### [PAGE EXCERPT]

##########

ROOM (A24 – October 16):  Emma Donoghue’s bestselling novel presented a daunting obstacle to screen adaptation, since the story is told from the viewpoint of a 5-year old who doesn’t understand that his beloved Ma was kidnapped as a teenager and raped by her captor, and who believes that the shed where the two of them are confined is the entire world.  Donoghue herself did the very skilled screenplay, and while some elements are reduced, the emotional force of the tale remains.  Director Lenny Abrahamson and his technical team pull off the trick of keeping the action in a single tiny space without becoming visually tiresome, and when the story eventually moves beyond the shed, things are equally distinctive.  Ultimately, though, this was always going to be a film that rested on the backs of its two main actors.  Brie Larson confirms after Short Term 12 that she’s a major American actress (it would be a shame if she’s outpaced in the Oscar race by bigger names and more experienced studios), capable of warmth, fury and heartbreak and everything in between, and however young Jacob Tremblay’s performance was coaxed from him, he does virtuoso work in an incredibly difficult role.

SPOTLIGHT (Open Road – November 6):  The other news drama of the festival was the one where the good guys won.  The target this time was the entire system by which the Catholic church shielded child molesters in its clergy, and the heroes were a special investigative journalism unit of the Boston Globe, which painstakingly (with a luxury of time that the film makes clear may not exist in the news business for much longer) built its case from the story of a single priest into a Pulitzer Prize winning epic.  The ensemble cast includes Michael Keaton as the unit’s head, and Mark Ruffalo, Rachel McAdams, and Brian D’Arcy James as its members (and Liev Schreiber and John Slattery as the senior editors).  Tom McCarthy’s film (co-written with Josh Singer) is a crisp, no-frills procedural:  All the President’s Men without the 70s paranoia.  For McCarthy, whose previous work includes The Station Agent and Win Win, it removes the stain of his Adam Sandler vehicle The Cobbler from his record.

BLACK MASS (Warners – September 18):  One’s reaction to Scott Cooper’s film (written by Mark Mallouk and Jez Butterworth) will likely depend less on the appreciation of Johnny Depp’s performance as Boston gangster James (don’t call him “Whitey”) Bulger–he’s ferociously believable as a psychopathic killer–and more on how one responds to the way the film draws the FBI agent Connolly (played by Joel Edgerton) who protected him for 20 years as a confidential informant.  Connolly is presented as an idiot who never realized until it was much too late just how evil his childhood friend Jimmy had become, and as the murders pile up, it’s easy to lose patience with him.  Other than that very problematic depiction at the movie’s center, it’s a richly satisfying, high-toned (if familiarly Scorsesian and super-violent) gangland story, with a cast that includes Kevin Bacon, Benedict Cumberbatch, Peter Sarsgaard, Jesse Plemons, Corey Stoll–and even a moustached Adam Scott as another FBI agent.  The lovely, dark photography is by Masanobu Takayanagi (who also shot Spotlight).

##########

### [WORK REQUIRED]
According to the film reviews, who did the photography for Black Mass?

##########

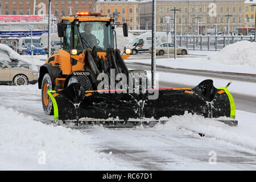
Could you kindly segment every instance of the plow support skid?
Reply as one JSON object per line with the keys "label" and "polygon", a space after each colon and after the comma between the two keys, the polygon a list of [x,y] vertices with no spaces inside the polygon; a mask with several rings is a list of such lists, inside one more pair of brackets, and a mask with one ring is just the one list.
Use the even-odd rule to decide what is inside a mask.
{"label": "plow support skid", "polygon": [[156,100],[150,100],[148,93],[84,92],[81,84],[75,83],[61,91],[49,91],[48,94],[53,102],[56,120],[82,118],[159,119],[183,115],[186,111],[208,118],[234,119],[232,96],[225,88],[215,88],[211,80],[205,80],[192,89],[162,89],[154,92],[158,92],[159,96]]}

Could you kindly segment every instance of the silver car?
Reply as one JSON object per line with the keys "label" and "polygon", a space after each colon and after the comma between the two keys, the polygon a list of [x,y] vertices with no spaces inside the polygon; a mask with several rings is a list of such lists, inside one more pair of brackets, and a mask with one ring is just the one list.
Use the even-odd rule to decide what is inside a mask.
{"label": "silver car", "polygon": [[25,68],[12,68],[0,61],[0,83],[23,85],[38,81],[38,73]]}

##########

### [TASK RESULT]
Masanobu Takayanagi